■ **Problem details**: Rewrite every line from the start of the records up to and including the line with "[0,153,570,380]", leaving all other text unchanged. Multiply each bounding box coordinate in the answers by 1.9 and round to a whole number, rounding halves up.
──────
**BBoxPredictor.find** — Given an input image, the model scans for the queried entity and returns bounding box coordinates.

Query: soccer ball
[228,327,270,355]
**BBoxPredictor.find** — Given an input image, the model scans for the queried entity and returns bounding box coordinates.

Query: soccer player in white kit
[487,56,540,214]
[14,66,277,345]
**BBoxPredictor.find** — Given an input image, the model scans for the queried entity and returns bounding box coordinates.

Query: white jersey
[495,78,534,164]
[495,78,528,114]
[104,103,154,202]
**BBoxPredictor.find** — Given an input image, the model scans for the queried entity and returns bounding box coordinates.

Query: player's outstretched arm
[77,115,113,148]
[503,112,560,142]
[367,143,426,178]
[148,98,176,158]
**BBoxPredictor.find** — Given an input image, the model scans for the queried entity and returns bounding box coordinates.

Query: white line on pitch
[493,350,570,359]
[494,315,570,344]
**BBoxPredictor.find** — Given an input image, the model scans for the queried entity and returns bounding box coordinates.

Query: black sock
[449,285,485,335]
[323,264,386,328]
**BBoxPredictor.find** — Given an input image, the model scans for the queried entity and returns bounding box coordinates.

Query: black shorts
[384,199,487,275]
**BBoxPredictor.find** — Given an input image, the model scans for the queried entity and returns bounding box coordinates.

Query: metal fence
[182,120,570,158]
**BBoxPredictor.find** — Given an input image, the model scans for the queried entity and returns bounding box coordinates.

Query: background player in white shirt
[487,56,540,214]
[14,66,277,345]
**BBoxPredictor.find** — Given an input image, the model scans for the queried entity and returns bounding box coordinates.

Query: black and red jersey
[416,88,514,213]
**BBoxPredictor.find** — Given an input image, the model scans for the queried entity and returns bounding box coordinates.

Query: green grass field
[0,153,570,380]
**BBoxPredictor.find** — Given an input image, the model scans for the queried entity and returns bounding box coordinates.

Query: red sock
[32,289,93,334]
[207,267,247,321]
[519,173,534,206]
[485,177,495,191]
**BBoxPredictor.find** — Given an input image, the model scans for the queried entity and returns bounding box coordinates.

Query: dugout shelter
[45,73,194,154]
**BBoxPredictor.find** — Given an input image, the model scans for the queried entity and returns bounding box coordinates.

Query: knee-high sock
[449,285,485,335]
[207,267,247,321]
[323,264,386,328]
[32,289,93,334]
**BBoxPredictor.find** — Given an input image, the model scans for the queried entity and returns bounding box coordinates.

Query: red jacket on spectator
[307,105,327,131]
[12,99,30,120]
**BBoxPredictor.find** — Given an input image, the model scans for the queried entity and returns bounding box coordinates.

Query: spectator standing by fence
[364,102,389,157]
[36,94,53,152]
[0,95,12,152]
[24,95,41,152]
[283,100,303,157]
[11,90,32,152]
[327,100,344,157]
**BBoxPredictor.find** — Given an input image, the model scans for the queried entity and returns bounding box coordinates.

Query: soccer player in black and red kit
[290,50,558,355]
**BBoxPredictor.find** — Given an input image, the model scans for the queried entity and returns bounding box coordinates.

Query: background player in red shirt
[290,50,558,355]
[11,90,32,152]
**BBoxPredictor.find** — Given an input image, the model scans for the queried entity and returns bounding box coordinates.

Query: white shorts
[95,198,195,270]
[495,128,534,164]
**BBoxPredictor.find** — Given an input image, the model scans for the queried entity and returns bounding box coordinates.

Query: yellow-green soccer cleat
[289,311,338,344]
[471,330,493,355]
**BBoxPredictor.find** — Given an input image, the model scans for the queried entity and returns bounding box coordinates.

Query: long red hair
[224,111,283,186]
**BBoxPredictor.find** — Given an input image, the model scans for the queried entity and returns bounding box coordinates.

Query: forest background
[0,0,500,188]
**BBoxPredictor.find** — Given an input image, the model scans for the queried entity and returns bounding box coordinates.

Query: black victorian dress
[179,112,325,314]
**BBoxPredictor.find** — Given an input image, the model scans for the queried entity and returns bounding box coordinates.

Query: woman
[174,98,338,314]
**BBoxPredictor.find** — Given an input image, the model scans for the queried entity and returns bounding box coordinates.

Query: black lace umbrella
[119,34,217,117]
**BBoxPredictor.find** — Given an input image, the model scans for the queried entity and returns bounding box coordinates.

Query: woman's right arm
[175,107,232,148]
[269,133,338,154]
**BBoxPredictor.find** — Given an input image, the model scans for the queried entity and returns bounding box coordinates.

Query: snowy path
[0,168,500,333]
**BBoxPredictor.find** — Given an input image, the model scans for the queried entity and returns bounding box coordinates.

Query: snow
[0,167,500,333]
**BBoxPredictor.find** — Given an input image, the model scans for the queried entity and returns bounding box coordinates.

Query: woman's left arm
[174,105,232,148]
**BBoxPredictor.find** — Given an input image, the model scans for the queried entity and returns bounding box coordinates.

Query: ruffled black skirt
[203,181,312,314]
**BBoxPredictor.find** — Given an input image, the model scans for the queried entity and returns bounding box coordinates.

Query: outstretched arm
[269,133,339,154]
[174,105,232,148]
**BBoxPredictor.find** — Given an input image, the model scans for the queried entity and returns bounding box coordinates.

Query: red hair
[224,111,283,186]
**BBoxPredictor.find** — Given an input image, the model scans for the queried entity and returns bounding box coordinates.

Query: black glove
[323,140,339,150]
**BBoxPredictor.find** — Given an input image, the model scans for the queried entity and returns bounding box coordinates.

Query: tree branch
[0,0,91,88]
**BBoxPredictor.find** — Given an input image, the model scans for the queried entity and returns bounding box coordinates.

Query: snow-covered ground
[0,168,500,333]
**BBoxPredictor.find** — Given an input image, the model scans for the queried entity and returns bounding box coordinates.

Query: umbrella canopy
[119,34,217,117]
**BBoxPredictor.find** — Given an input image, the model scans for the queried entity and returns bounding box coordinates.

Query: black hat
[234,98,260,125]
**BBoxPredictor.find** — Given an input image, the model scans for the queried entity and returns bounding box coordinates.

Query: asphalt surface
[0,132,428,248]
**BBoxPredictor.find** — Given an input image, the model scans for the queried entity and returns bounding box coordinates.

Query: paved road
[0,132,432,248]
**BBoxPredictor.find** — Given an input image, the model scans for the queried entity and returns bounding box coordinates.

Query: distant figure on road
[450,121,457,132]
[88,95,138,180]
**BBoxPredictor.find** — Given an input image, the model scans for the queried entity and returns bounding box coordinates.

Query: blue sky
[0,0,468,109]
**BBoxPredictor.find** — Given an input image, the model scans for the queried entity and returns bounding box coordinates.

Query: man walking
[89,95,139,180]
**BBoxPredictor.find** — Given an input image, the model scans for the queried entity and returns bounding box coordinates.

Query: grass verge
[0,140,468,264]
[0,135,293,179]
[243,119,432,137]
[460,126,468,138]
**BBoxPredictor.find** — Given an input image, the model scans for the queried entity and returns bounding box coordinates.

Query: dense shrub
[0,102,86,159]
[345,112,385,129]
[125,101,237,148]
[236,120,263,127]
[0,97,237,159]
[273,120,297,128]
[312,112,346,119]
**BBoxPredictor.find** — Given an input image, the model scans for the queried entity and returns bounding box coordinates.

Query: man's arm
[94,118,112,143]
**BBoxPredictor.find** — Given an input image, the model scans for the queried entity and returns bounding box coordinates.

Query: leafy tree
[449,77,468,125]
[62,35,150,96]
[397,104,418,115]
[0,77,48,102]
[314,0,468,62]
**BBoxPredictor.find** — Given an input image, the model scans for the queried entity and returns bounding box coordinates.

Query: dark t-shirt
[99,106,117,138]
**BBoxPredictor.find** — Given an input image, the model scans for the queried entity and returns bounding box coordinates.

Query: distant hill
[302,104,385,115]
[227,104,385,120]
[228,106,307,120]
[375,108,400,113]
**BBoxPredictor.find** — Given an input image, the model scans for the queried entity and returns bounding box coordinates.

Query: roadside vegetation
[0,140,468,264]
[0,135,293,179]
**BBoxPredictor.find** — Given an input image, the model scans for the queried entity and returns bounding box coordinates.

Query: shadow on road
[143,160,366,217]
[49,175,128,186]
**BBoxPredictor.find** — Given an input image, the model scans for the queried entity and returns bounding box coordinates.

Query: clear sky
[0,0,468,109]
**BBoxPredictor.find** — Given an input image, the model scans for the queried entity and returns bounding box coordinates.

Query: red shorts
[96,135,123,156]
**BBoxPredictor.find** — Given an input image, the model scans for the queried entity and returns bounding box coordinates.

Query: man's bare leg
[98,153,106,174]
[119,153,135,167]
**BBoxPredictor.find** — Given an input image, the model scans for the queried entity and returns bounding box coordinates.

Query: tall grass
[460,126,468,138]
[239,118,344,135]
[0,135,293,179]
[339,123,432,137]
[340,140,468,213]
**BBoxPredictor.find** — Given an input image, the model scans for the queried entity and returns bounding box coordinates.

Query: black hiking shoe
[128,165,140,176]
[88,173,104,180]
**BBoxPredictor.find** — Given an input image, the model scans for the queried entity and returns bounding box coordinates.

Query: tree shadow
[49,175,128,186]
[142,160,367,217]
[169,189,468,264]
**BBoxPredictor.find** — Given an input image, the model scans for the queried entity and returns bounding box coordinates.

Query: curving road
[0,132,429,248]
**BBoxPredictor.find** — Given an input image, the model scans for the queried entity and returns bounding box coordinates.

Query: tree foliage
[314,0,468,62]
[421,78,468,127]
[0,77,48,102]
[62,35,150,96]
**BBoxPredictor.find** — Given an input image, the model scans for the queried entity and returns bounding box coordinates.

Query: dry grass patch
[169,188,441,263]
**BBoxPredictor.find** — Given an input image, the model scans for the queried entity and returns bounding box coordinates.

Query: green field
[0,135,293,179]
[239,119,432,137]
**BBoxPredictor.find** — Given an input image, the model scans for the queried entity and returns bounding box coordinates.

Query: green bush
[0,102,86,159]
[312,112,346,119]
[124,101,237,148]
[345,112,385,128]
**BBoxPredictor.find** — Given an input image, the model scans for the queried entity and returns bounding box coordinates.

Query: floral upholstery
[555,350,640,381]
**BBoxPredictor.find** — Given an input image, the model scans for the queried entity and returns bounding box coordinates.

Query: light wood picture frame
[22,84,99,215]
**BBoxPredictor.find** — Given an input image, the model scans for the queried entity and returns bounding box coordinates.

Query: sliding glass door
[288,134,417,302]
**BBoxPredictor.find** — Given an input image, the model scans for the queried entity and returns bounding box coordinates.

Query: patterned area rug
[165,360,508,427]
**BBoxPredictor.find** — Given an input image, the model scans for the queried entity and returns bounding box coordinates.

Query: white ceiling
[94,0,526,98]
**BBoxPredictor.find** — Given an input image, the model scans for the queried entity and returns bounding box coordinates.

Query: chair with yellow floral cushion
──────
■ **The output**:
**BBoxPredictor.find** — Given an input image, the model scans for the queried entity and returns bounding box coordinates.

Query: soccer ball
[433,621,513,675]
**BBoxPredictor.find** — Given an input image, the model scans for the queried entity and returns bounding box coordinates.

Query: soccer player in white kit
[925,106,1026,407]
[27,125,526,656]
**BBoxPredictor.find** — Given an input image, the model scans for the queried entity and returns bounding box coordinates.

Query: white jersey
[941,148,1015,312]
[941,148,1003,217]
[198,196,293,384]
**BBoxPredictor.find** — Given an input image, the model scans for the queried entity and returns bounding box coordinates.

Query: player's outstretched arm
[146,219,215,281]
[956,213,1064,270]
[697,272,809,338]
[281,186,334,300]
**BBoxPredictor.find** — Given an input image, the model scans for the queried entity and returns bounding box coordinates.

Query: white line on pitch
[937,665,1083,682]
[939,599,1083,654]
**BBoxPredictor.find** — Given an input image, the model scans for the queried entity and returns bounding box coordinates.

Query: black sock
[853,542,922,637]
[614,502,733,623]
**BBoxPredictor.find** — Given an input image, the model scans for the queried entity and returns bounding box coordinates.

Query: black shorts
[730,378,925,523]
**BBoxPredictor.find** — Given an input image, the model scans for the queried entity and returns bounding box coordinates.

Query: metal fence
[346,228,1083,300]
**BBoxPredictor.find** — Given an input image, the model scans for the queried entity and returns bounding box coordinates.

Query: background player in white shirt
[925,106,1026,407]
[27,125,526,656]
**BBoxPredictor.find** — Given an input image, the model scans for the queried entity and returns bounding box coordinates.

Query: black and red jersey
[790,167,977,405]
**BBoxPredictor.find** — Given an input image, the model scans for the queried entity and returns bounding box coordinates.

Query: green grass field
[0,291,1083,722]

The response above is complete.